» **Supplied data**:
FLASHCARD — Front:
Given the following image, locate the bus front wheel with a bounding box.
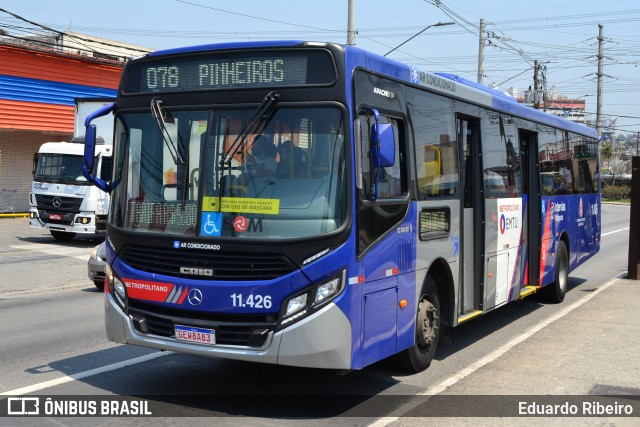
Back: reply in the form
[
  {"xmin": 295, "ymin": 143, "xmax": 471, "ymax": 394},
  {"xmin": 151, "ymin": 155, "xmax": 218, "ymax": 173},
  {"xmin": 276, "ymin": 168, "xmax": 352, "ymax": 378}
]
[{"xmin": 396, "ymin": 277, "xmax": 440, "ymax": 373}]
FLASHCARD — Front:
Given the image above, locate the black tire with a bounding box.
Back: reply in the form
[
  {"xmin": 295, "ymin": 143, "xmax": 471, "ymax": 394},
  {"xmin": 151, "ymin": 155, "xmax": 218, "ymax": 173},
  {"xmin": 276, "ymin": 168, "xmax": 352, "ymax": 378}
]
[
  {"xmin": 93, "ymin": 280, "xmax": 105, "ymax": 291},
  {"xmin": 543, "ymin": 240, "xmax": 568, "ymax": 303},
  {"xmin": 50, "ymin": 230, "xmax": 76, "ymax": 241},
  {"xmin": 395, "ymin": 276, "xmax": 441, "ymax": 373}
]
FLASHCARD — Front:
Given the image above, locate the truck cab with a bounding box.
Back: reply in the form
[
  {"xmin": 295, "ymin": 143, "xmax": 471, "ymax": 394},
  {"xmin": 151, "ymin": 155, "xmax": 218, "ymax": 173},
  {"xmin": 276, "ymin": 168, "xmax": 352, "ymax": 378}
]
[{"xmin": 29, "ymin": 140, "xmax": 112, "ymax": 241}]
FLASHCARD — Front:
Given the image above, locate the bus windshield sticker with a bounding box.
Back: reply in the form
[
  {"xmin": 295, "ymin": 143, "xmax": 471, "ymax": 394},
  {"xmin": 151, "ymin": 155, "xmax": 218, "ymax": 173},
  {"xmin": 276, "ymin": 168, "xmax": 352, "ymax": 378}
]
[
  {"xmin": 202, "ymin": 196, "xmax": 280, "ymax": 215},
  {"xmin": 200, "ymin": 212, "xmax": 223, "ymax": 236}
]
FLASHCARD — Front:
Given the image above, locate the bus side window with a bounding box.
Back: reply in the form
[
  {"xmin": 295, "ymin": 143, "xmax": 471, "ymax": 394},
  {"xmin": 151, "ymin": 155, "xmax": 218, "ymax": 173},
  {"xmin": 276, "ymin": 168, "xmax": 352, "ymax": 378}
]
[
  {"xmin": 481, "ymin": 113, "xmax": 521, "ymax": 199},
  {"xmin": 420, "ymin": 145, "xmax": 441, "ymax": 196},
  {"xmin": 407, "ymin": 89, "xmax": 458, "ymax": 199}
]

...

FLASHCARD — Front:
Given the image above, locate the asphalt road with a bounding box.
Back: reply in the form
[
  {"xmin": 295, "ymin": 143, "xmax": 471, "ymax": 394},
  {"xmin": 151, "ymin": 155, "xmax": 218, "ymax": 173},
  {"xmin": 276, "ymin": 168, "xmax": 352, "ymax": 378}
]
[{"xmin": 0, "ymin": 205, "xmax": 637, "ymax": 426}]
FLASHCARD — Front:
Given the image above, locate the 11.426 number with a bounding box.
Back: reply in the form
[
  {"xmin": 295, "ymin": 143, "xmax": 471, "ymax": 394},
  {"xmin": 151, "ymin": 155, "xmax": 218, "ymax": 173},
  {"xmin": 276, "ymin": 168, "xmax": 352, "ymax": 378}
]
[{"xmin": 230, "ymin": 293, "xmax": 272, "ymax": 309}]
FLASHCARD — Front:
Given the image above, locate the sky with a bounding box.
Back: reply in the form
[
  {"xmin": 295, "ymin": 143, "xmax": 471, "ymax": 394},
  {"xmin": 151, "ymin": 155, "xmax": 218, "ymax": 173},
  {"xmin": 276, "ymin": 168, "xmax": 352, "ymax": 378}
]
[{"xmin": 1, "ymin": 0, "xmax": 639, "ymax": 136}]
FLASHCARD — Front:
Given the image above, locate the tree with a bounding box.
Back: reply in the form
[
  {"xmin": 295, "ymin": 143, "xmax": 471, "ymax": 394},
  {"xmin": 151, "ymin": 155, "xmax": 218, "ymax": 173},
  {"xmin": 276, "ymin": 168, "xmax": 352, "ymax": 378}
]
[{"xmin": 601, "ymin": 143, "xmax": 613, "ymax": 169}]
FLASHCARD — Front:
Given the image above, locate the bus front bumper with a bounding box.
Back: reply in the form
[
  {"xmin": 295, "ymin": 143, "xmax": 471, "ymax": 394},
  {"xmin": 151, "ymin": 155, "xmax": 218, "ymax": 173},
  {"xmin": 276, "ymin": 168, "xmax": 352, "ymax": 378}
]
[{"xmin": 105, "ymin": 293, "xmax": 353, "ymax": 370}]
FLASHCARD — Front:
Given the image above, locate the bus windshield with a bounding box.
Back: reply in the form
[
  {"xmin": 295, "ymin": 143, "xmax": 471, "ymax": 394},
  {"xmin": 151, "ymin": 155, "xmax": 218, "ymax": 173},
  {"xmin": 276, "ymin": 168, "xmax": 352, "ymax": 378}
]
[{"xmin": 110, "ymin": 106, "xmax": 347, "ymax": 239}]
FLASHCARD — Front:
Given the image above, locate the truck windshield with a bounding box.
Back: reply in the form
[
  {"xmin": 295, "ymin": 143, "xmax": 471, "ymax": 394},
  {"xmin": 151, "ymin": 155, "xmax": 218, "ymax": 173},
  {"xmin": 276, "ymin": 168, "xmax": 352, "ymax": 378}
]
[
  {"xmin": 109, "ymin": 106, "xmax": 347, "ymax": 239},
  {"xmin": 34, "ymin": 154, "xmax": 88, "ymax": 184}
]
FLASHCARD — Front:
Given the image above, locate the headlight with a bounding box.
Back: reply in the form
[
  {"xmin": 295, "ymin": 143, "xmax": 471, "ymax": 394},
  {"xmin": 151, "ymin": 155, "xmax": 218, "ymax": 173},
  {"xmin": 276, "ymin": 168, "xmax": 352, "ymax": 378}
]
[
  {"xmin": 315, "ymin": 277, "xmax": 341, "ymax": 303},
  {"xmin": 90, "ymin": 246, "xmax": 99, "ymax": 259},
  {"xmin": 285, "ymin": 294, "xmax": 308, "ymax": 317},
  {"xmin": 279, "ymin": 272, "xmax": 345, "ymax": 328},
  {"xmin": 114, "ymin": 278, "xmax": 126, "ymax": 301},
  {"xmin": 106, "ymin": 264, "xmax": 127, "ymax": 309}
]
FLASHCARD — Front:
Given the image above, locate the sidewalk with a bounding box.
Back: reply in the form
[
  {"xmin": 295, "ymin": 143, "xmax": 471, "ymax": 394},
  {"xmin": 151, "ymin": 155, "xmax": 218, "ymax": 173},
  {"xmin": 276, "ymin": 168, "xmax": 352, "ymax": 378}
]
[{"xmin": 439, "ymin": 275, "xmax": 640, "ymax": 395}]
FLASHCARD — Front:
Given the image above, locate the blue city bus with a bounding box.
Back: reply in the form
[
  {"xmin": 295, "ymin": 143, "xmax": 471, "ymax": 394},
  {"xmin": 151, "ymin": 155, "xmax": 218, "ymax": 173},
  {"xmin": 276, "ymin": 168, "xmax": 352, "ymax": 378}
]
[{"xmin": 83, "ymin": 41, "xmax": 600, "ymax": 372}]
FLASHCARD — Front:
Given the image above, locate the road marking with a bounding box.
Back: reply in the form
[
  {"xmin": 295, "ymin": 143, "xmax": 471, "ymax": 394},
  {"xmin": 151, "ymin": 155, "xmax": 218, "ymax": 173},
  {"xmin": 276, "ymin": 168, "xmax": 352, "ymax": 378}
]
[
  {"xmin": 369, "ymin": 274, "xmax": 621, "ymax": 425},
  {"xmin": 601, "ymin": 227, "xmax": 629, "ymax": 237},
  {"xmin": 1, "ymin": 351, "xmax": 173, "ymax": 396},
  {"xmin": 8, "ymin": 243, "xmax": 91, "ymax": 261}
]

» **What is required**:
Which lines of the data contain the string "truck"? Copy each one.

» **The answer**:
Given the image above, locate the truck cab with a bounding box.
Given the image above, locate the truck windshield with a bounding box.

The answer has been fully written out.